** begin Given records **
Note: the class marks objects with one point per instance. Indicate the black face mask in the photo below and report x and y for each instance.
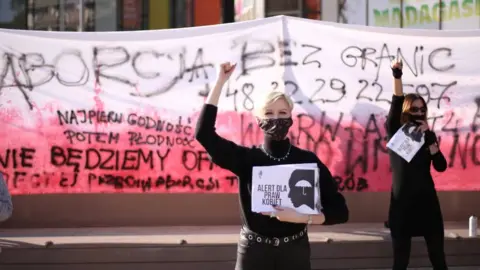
(277, 128)
(414, 118)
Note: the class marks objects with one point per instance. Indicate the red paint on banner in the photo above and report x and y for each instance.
(50, 156)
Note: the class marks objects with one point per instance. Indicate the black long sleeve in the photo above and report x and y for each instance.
(333, 202)
(439, 162)
(393, 117)
(224, 153)
(438, 159)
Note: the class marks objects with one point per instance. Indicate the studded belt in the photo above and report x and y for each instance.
(275, 241)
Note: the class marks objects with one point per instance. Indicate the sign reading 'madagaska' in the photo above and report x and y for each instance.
(423, 13)
(116, 112)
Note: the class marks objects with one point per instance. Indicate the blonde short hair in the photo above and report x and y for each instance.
(270, 98)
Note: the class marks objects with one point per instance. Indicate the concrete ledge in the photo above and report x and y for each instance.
(351, 246)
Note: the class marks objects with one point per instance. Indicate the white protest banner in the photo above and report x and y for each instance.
(116, 112)
(406, 142)
(293, 186)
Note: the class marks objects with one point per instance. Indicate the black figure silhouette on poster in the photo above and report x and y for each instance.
(411, 131)
(302, 184)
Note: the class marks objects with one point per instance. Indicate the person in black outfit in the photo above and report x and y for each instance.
(276, 240)
(414, 205)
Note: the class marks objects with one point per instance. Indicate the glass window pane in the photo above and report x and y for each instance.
(132, 18)
(274, 6)
(353, 12)
(312, 9)
(105, 15)
(44, 14)
(457, 15)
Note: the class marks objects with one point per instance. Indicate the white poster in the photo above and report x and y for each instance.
(406, 142)
(293, 186)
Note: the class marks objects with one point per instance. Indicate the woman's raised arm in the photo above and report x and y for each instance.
(393, 118)
(222, 152)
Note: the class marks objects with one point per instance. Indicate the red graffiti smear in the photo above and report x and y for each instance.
(182, 168)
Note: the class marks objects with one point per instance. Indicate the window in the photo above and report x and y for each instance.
(284, 7)
(12, 14)
(61, 15)
(296, 8)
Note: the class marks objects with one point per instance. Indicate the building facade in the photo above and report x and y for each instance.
(418, 14)
(121, 15)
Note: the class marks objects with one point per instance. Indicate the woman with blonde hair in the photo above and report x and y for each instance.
(414, 206)
(276, 240)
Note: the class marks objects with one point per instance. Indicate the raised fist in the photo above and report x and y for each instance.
(226, 70)
(397, 66)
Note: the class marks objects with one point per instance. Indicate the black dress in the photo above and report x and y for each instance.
(240, 160)
(414, 206)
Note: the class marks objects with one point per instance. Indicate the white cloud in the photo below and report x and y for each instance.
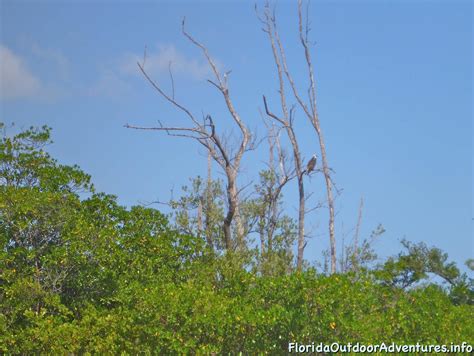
(54, 56)
(16, 80)
(158, 62)
(109, 84)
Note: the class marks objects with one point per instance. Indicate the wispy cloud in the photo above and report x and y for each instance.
(158, 62)
(109, 84)
(16, 80)
(55, 58)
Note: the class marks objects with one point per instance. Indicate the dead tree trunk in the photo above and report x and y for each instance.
(204, 132)
(286, 120)
(310, 110)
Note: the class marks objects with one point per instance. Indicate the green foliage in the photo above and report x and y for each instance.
(81, 274)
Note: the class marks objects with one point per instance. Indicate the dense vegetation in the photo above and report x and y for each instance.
(80, 273)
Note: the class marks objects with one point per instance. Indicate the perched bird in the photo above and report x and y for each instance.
(311, 164)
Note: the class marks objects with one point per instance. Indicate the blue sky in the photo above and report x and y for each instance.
(394, 90)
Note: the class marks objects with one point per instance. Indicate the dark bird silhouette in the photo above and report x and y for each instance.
(311, 164)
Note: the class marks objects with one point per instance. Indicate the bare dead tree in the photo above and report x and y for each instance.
(356, 233)
(204, 132)
(279, 178)
(286, 120)
(309, 107)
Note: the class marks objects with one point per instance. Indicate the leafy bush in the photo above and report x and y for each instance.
(80, 273)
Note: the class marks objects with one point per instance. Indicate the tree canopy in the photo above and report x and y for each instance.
(81, 273)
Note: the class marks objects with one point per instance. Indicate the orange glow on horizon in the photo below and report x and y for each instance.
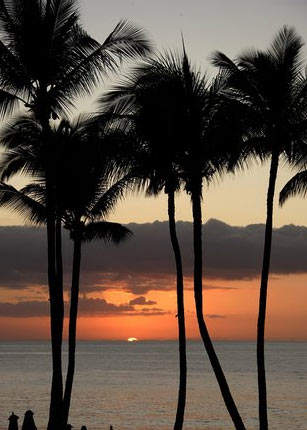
(230, 309)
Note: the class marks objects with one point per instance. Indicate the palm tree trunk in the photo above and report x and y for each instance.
(56, 319)
(180, 311)
(74, 297)
(262, 392)
(219, 374)
(55, 285)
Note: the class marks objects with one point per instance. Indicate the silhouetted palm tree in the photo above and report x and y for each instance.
(296, 186)
(46, 61)
(81, 201)
(147, 105)
(272, 86)
(183, 119)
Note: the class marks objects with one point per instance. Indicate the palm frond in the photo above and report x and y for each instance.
(296, 186)
(107, 231)
(29, 209)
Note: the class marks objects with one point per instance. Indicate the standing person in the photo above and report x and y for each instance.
(28, 421)
(13, 421)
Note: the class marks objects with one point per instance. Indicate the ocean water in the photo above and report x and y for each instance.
(133, 386)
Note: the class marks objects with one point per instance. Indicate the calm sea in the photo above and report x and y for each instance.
(133, 386)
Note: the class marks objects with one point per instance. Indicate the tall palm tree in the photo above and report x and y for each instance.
(81, 202)
(272, 86)
(46, 61)
(154, 148)
(296, 186)
(177, 110)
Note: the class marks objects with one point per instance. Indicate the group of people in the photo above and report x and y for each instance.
(28, 421)
(29, 424)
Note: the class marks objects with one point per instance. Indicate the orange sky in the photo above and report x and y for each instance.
(237, 200)
(231, 314)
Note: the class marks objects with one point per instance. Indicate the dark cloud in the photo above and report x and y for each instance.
(142, 301)
(87, 307)
(145, 262)
(215, 316)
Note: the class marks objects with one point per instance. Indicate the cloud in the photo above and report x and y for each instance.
(87, 307)
(142, 301)
(145, 262)
(215, 316)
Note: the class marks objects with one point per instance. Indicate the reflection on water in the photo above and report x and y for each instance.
(134, 385)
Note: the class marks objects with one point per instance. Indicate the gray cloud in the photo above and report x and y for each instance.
** end Given records **
Reproduce all of the data exactly; the pictures do not belong in the copy.

Answer to the task:
Note: the class marks objects with one point per instance. Indicate the black face mask in the photo below and report x and y for each instance.
(277, 128)
(414, 118)
Note: the class marks objects with one point per instance. Indicate the red paint on banner in the photo above and report x and y for each instance.
(50, 156)
Note: the class marks objects with one point per instance. Indicate the black long sleeve in the photo above and report x and y for each instance.
(333, 202)
(439, 162)
(393, 117)
(224, 153)
(438, 159)
Note: the class marks objects with one point per instance. Indicate the studded belt in the photo above and report x and y for each instance.
(275, 241)
Note: the class marks objects with one point per instance. Indicate the sign reading 'madagaska' in the photo above and report x and y for each instance.
(423, 13)
(116, 112)
Note: the class marks objects with one point per instance. Indicate the blonde short hair in the photo above and report x and y for each instance.
(270, 98)
Note: the class marks objects with one point per instance. Indicate the concrete ledge in the photo above and report x and y for each instance.
(351, 246)
Note: the class marks objects with one point per instance. Indicate the white protest banner in the photo above and report x and y for each instance.
(116, 112)
(406, 142)
(293, 186)
Note: the class marks objects with one point per instance. Indicate the black figure silhouette on poster in the photo above and report x and y for each instance.
(411, 131)
(302, 184)
Note: the class marks objects with one point per instance. Indicate the person in black outfit in the photo above and report x and y for each instance.
(276, 240)
(414, 205)
Note: the class marks objects with one point per instance. Indicate the glass window pane in the photo above and report x and y for each instance.
(132, 18)
(274, 6)
(353, 12)
(312, 9)
(105, 15)
(44, 14)
(457, 15)
Note: the class marks objects with one point per instance. Indicate the white poster in the photo above and report x and y for each instance.
(406, 142)
(293, 186)
Note: the class marks objects with one point per instance. Indicate the woman's raised arm in the photo above and report x and y for each instance.
(393, 118)
(222, 152)
Note: the class marks objects with one point per instance. Indicate the red graffiti smear in the photo above and report x and y for each instance.
(182, 168)
Note: the class marks objects with one point per instance. Indicate the window in the photo above and report x and y for each instance.
(284, 7)
(12, 14)
(61, 15)
(296, 8)
Note: the class marks objects with one point per instance. Indicate the building facade in the photo above and report x and y for each instance.
(418, 14)
(121, 15)
Note: the class marks objects with one point per instance. Indicate the woman with blonde hair in the photo above and report x and y for each instance.
(414, 206)
(276, 240)
Note: the class marks objects with one point per instance. Indicate the raised fist in the photo above and report x and y for each instance.
(226, 70)
(397, 66)
Note: the class marks objects with one point per instance. Indicate the black dress in the photo above and report x and y for each instance.
(240, 160)
(414, 206)
Note: the class marks objects with one point per instance. Indicate the white cloud in the photo below and report x and y for each instance.
(54, 56)
(16, 80)
(158, 62)
(109, 84)
Note: the class marks objects with one point per instance. Indicate the wispy cloud in the photo above and report x and y for each instance.
(158, 62)
(109, 84)
(16, 80)
(55, 58)
Note: the class marks objects with one point per instance. Indicate the dead tree trunk in the photo above and report x and y for each instance.
(204, 132)
(286, 120)
(310, 110)
Note: the class marks objects with one point per instance. Indicate the green foliage in the photo above and report x and y for each instance.
(81, 274)
Note: the class marks objects with one point per instance. Indicate the dense vegetation in the photo above and report x and y for each instance.
(80, 273)
Note: the class marks objects with one point per instance. Indicate the perched bird in the photo above and report x and y for each instance.
(311, 164)
Note: the class marks objects with one point per instance. Indicate the blue sky in the photo above and report x and y for each instance.
(394, 90)
Note: the class marks objects with one point per instance. Indicate the dark bird silhouette in the photo above and report x and y for each instance.
(311, 164)
Note: the class marks objects with one point per instance. Indicate the bare dead tree in the photo above and report x and y for each instance.
(356, 233)
(204, 132)
(279, 178)
(286, 120)
(309, 107)
Note: the class marks objects with one point per instance. Indicate the leafy bush in the photo above and report x and y for each instance.
(80, 273)
Note: the class marks objects with one point per instance. Indicate the tree canopy in the photo above and report x and y for each instance.
(81, 273)
Note: the class marks objects with one point per instance. Indicate the orange glow on horizon in the photo below and report x and y for each instance.
(230, 309)
Note: the class marks objects with one point per instance. Indicate the palm tree trunk in the photo above and report x and y for each instance.
(56, 319)
(180, 311)
(74, 297)
(262, 392)
(219, 374)
(55, 285)
Note: the class marks objects with one point per instance. Indicate the silhouetted palm tree in the photo above and report x and y for each instance.
(296, 186)
(46, 61)
(81, 201)
(147, 105)
(272, 86)
(183, 119)
Note: the class marks objects with one point per instance. Indicate the palm frond in the photo above and report x and y for each instance.
(296, 186)
(107, 231)
(29, 209)
Note: the class marks objects with one point per instance. Indicate the standing person in the photo above and report x and y for each instance.
(28, 421)
(13, 421)
Note: the class marks objects with one point per instance. Indicate the ocean water in the photo above and report x and y for each instance.
(133, 386)
Note: the class marks objects with one point per instance. Indicate the calm sea in the photo above and report x and y for each instance.
(133, 386)
Note: the class marks objects with one point per instance. Indicate the tall palm tree in the photo above and report x and y for each instance.
(81, 202)
(272, 86)
(46, 61)
(154, 148)
(296, 186)
(177, 110)
Note: the class marks objects with one point per instance. Indicate the group of people in the photo above and report x and y for each instance.
(28, 421)
(29, 424)
Note: the class marks objects with one point per instance. Indicate the orange sky in the photo above and report x and y for each instance.
(237, 200)
(231, 314)
Note: the class marks objects with one point per instance. Indicate the dark cloud in the photo above and report x and y for each instance.
(142, 301)
(87, 307)
(145, 262)
(215, 316)
Note: the class marks objects with one point per instance. Indicate the cloud in the photo above and report x and y for each instance.
(87, 307)
(142, 301)
(145, 262)
(215, 316)
Note: the class marks objects with one point per instance. Indicate the reflection on water in the photo above and report x and y for each instance.
(134, 385)
Note: the class marks objects with one point per instance. Indicate the gray cloud in the photo above and report x and y for each instance.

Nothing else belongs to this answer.